Извлеките из текста о Диккенсе фрагмент между словами «Роман этот начат» и «всяких неприятностей, умирает.» включительно, сохранив его без изменений.

*** Текст о Диккенсе

На высоты своего творчества поднимается Диккенс вновь в лебединой. своей песне — в большом полотне «Наш общий друг» (1864). Но это произведение написано как бы с желанием отдохнуть от напряженных социальных тем. Великолепно задуманный, переполненный самыми неожиданными типами, весь сверкающий остроумием — от иронии до трогательного юмора, — этот роман должен, по замыслу автора, быть ласковым, милым, забавным. Трагические его персонажи выведены как бы только для разнообразия и в значительной степени на заднем плане. Все кончается превосходно. Сами злодеи оказываются то надевшими на себя злодейскую маску, то настолько мелкими и смешными, что мы готовы им простить их вероломство, то настолько несчастными, что они возбуждают вместо гнева острую жалость. В этом последнем своем произведении Диккенс собрал все силы своего юмора, заслоняясь чудесными, веселыми, симпатичными образами этой идиллии от овладевшей им меланхолии. По-видимому, однако, меланхолия эта должна была вновь хлынуть на нас в детективном романе Диккенса «Тайна Эдвина Друда».

Роман этот начат с большим мастерством, но куда он должен был привести и каков был его замысел — мы не знаем, ибо в 1870 году пятидесятивосьмилетний Диккенс, нестарый годами, но изнуренный колоссальным трудом, довольно беспорядочной жизнью и множеством всяких неприятностей, умирает.

Слава Диккенса продолжала расти и после его смерти. Он был превращен в какого-то бога английской литературы. Его имя стало называться рядом с именем Шекспира, его популярность в Англии 80 —90-х годов затмила славу Байрона. Но буржуазная критика и буржуазный читатель старались не замечать его гневных протестов, его своеобразного мученичества, его метаний среди противоречий жизни. Они не поняли и не хотели понять, что юмор был часто для Диккенса щитом от чрезмерно ранящих ударов жизни. Наоборот, Диккенс приобрел — прежде всего славу веселого писателя веселой старой Англии. Диккенс — это великий юморист, — вот что вы услышите прежде всего из уст рядовых англичан, из самых различных классов этой страны. Мы, конечно, совершенно иначе относимся к Диккенсу. Мы знаем, что юмор его только ослабляет впечатление, хотя понимаем, что он делает забавным и милым само чтение романов Диккенса. Во всяком случае, уроки юмора нам вряд ли нужны. Так же точно и то обстоятельство, что Диккенс был своеобразным и великим реалистом, сейчас уже не имеет для нас значения, хотя этот Свежий реализм Диккенса имел очень большое влияние на развитие нашей собственной классической и реалистической литературы.

******
*** Выдержка из данных

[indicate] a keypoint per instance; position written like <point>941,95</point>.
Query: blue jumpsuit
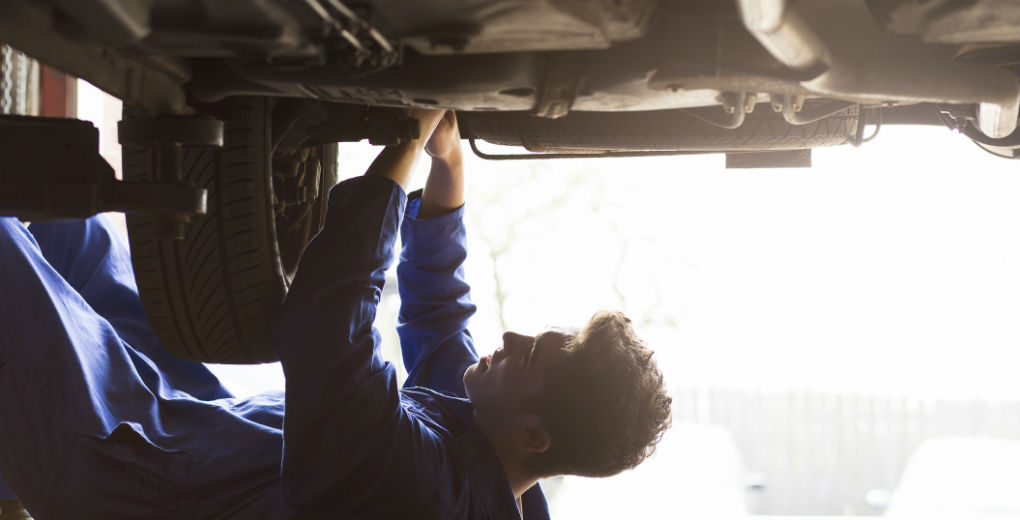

******

> Правильный результат
Роман этот начат с большим мастерством, но куда он должен был привести и каков был его замысел — мы не знаем, ибо в 1870 году пятидесятивосьмилетний Диккенс, нестарый годами, но изнуренный колоссальным трудом, довольно беспорядочной жизнью и множеством всяких неприятностей, умирает.